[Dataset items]
_ _ _

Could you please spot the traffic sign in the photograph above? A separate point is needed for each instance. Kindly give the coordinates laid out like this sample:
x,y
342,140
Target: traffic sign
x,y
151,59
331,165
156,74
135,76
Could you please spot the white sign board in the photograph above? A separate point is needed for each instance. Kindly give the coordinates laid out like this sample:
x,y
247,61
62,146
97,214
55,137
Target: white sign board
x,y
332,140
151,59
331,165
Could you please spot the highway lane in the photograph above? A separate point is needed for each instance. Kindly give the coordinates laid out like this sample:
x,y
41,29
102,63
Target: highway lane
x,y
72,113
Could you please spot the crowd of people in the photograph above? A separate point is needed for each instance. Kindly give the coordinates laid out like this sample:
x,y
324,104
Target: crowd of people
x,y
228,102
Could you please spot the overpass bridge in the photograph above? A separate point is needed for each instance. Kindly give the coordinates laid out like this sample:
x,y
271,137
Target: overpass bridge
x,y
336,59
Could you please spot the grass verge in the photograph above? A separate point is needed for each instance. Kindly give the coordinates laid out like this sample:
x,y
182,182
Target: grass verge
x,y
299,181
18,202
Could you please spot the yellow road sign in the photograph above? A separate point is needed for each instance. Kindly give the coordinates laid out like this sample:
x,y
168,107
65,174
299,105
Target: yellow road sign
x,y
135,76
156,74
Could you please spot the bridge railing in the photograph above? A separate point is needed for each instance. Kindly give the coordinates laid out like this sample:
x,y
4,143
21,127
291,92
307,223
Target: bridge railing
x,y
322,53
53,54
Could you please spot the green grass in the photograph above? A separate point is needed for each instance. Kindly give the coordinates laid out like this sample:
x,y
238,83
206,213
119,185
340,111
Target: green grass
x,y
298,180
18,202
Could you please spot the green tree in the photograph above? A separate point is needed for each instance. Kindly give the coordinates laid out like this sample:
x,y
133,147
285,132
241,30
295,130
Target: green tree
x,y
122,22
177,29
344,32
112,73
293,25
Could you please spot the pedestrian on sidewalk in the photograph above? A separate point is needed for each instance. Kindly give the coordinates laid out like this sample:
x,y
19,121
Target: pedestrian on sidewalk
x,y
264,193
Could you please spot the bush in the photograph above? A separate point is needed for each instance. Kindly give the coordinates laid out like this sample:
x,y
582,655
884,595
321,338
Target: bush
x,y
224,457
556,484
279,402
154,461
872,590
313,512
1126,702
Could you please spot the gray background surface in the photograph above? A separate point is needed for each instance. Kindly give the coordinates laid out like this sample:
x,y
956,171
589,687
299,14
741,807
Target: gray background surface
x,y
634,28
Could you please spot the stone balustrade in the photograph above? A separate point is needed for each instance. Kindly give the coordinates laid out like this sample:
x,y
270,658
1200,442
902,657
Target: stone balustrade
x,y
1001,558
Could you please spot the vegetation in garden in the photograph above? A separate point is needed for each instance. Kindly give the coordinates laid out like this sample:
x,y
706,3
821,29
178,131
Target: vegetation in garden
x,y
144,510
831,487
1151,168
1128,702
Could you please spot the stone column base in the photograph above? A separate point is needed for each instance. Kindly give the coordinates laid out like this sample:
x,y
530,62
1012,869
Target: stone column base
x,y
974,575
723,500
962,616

_ _ _

WHAT IS NEEDED
Reproduce word for word the part of the dataset items that opens with the line containing "Could you please spot the stone column" and runs through the end of the dataset items, including both ends.

SOLUTION TO THIS PROBLEM
Could you please spot the stone column base in the photograph above? A separate point is needed for each instance. Kindly give the coordinates laid out like this sample:
x,y
530,62
1012,869
Target: stone column base
x,y
974,575
723,500
962,616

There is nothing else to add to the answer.